_Supplied entries_.
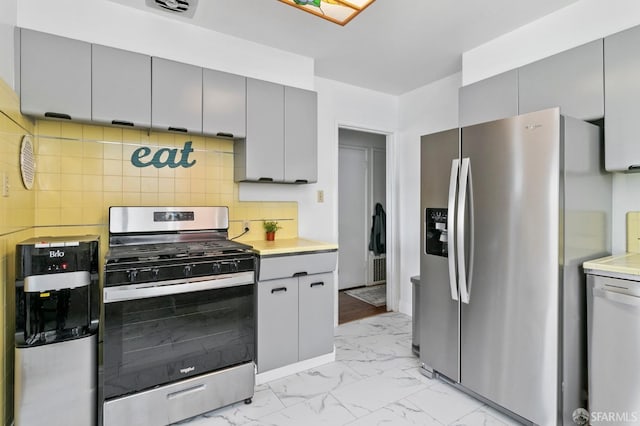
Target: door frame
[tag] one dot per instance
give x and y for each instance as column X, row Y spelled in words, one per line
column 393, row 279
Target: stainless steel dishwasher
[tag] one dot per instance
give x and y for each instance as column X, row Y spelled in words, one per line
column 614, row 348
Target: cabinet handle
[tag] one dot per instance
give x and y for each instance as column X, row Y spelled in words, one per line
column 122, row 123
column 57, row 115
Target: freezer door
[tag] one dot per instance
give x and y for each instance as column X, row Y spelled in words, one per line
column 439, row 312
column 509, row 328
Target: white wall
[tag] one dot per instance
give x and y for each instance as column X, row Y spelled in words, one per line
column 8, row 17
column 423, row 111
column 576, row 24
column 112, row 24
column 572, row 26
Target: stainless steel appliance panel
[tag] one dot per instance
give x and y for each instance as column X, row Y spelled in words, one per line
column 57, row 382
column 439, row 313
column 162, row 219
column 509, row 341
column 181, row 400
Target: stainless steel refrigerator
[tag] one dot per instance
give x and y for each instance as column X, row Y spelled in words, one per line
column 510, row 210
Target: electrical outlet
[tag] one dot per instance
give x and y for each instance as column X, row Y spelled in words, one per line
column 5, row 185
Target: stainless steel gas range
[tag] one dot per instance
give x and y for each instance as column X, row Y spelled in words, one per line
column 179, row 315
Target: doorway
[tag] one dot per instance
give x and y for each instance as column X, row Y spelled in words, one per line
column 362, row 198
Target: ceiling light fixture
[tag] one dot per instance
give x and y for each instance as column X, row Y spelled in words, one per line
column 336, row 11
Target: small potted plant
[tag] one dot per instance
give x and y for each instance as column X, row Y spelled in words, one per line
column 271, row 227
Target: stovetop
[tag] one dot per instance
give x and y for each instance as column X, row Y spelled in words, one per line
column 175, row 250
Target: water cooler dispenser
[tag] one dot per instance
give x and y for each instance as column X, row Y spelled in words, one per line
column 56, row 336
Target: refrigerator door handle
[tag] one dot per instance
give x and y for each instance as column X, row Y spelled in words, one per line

_Exercise_. Please put every line of the entries above into a numbered list, skipping any blank lines and leaving the pictures out.

_Result of this exercise_.
1. Target: door frame
2. [tag] one dot per instance
3. give x and y for each instance as column X, row Y spelled in words, one per line
4. column 393, row 279
5. Target: stainless steel dishwasher
6. [tag] one dot per instance
7. give x and y for each instance as column X, row Y spelled in words, one per line
8. column 614, row 348
9. Target: cabinet handle
10. [tag] one dot per instance
11. give x and y for each instance as column X, row Y spelled in words, one per line
12. column 122, row 123
13. column 57, row 115
14. Target: freezer door
15. [tag] one dot per instance
16. give x and y for each instance as column X, row Y spelled in words, one per line
17. column 439, row 312
18. column 509, row 328
19. Target: white wall
20. [tag] one dot per instance
21. give x and y for each instance as column X, row Y spelled in words, one per line
22. column 8, row 17
23. column 423, row 111
24. column 576, row 24
25. column 112, row 24
26. column 572, row 26
27. Target: stainless steel appliance panel
28. [tag] one dot per instance
29. give x and y for each instance as column X, row Y spelled in words, one per line
30. column 57, row 382
31. column 439, row 313
32. column 162, row 219
33. column 509, row 341
34. column 181, row 400
35. Target: stainless steel refrigerator
36. [tag] one dot per instance
37. give x and y for each instance as column X, row Y spelled in words, one per line
38. column 510, row 210
39. Target: electrical outlet
40. [tag] one dot per instance
41. give x and y for each instance as column X, row Y spelled in words, one per line
42. column 5, row 185
43. Target: stainless steel gas range
44. [tag] one dot per instance
45. give x and y for each instance as column X, row Y spelled in words, one per line
46. column 179, row 315
47. Target: doorway
48. [tag] one dot per instance
49. give x and y for each instance as column X, row Y spelled in words, one per line
50. column 362, row 198
51. Target: ceiling light fixture
52. [tag] one dot per instance
53. give x and y for each instance as column X, row Y spelled in words, one per line
54. column 336, row 11
55. Target: small potted plant
56. [tag] one dot per instance
57. give x and y for each instance as column X, row Y spelled in words, one per line
58. column 271, row 227
59. Target: stovetop
60. [tag] one dot per instance
61. give x and y for each instance as column X, row Y spelled in words, one per line
62. column 175, row 250
63. Target: water cooler dispenser
64. [tag] one dot per instance
65. give x and y for each instance as column X, row Y spelled in words, one per line
66. column 56, row 336
67. Target: refrigerator door handle
68. [tag] one dot per instance
69. give x and y for each instance as column X, row Y spelled in words, one per line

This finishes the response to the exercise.